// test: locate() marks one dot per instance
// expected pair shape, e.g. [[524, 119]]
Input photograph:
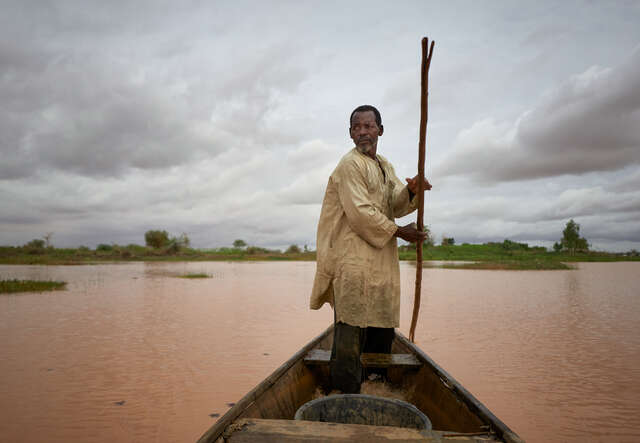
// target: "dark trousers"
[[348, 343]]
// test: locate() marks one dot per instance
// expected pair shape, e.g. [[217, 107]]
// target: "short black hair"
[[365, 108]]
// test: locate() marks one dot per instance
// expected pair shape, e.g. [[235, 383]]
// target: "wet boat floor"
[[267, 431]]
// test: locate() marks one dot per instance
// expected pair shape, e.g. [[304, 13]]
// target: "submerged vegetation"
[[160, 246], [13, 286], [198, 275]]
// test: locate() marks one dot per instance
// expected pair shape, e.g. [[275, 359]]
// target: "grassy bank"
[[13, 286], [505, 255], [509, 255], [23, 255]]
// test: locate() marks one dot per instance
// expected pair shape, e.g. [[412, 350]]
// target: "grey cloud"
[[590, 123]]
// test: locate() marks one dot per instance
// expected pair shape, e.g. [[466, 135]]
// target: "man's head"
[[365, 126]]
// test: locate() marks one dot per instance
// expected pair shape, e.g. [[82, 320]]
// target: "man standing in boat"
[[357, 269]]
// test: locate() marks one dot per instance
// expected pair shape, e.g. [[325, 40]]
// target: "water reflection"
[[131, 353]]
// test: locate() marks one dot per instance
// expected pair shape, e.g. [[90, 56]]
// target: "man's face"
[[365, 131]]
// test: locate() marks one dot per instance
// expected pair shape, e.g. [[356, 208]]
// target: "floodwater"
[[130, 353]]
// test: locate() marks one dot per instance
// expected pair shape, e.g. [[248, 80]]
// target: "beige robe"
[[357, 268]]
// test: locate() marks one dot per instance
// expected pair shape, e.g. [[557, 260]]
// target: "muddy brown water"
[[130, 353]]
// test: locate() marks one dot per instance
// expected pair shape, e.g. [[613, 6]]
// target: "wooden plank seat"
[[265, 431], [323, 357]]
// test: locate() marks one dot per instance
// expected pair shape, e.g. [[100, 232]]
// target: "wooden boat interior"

--

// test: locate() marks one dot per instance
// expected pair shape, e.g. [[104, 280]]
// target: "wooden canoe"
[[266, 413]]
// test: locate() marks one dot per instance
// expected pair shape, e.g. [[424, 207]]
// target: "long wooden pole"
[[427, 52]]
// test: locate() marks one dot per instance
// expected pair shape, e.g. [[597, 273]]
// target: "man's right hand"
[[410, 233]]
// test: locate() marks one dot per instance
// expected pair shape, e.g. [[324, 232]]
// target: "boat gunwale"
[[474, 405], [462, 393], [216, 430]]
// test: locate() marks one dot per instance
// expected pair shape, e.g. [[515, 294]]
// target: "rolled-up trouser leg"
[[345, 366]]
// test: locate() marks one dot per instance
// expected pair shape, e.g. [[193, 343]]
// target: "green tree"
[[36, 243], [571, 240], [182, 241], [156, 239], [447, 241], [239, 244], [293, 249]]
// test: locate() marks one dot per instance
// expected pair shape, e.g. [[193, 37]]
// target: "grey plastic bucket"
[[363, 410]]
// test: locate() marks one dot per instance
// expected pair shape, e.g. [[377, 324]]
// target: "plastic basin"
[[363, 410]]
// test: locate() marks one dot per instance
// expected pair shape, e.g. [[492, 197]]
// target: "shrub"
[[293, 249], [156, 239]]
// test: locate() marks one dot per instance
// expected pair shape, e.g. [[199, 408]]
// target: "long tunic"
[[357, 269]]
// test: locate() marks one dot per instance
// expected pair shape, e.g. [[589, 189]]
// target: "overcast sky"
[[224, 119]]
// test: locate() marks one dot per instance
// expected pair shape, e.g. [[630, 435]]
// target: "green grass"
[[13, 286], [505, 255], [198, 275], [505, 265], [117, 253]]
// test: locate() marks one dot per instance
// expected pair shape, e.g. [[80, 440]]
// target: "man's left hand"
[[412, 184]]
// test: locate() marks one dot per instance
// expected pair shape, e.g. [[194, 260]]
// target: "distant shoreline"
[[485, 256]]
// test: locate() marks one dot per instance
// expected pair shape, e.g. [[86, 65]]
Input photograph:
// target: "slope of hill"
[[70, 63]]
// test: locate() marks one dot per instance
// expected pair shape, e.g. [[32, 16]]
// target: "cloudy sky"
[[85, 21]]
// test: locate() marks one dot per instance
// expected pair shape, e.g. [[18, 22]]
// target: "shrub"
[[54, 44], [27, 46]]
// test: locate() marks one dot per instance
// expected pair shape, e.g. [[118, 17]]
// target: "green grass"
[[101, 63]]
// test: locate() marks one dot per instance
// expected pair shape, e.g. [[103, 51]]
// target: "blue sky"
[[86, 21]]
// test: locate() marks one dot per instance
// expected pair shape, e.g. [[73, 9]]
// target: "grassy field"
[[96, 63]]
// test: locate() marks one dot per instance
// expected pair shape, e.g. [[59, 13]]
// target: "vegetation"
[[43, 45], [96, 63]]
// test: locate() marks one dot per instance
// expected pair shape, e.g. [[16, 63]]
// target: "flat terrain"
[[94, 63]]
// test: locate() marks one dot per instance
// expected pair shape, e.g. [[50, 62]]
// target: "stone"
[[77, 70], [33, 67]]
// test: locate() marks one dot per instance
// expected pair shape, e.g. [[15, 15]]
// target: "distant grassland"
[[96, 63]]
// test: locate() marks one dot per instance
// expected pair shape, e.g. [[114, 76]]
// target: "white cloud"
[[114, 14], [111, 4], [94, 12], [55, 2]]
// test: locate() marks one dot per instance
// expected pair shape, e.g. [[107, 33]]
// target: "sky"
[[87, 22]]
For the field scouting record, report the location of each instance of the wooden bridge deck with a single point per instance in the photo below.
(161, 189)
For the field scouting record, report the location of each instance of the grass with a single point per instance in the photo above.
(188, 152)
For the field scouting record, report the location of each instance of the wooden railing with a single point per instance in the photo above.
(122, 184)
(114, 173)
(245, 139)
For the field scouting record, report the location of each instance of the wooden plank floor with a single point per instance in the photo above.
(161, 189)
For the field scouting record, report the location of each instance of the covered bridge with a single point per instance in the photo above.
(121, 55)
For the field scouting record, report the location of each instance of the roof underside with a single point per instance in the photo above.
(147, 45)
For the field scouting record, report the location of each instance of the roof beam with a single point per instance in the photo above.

* REQUIREMENTS *
Display each line of the listing above that contains the string "location", copying every such line in full. Matching is case-sensitive.

* OUTPUT BELOW *
For the field scouting record, report the location of each instance of the wooden bridge deck with a single point per instance in the photo below.
For the field scouting record, report the location of each instance of the grass with a single point per instance in the photo above.
For the field scouting record, report the location of each instance of the wooden railing with a single point per instance in the photo above.
For the field scouting record, report the location of each instance of the wooden plank floor with a single point per instance in the photo above.
For the field scouting record, report the location of each instance of the covered bridge with a single point per instance in the photo above.
For the field scouting record, report the location of each instance of the roof underside with a single point per instance in the photo above.
For the field scouting record, report the location of each instance of the roof beam with a single point per instance in the photo above.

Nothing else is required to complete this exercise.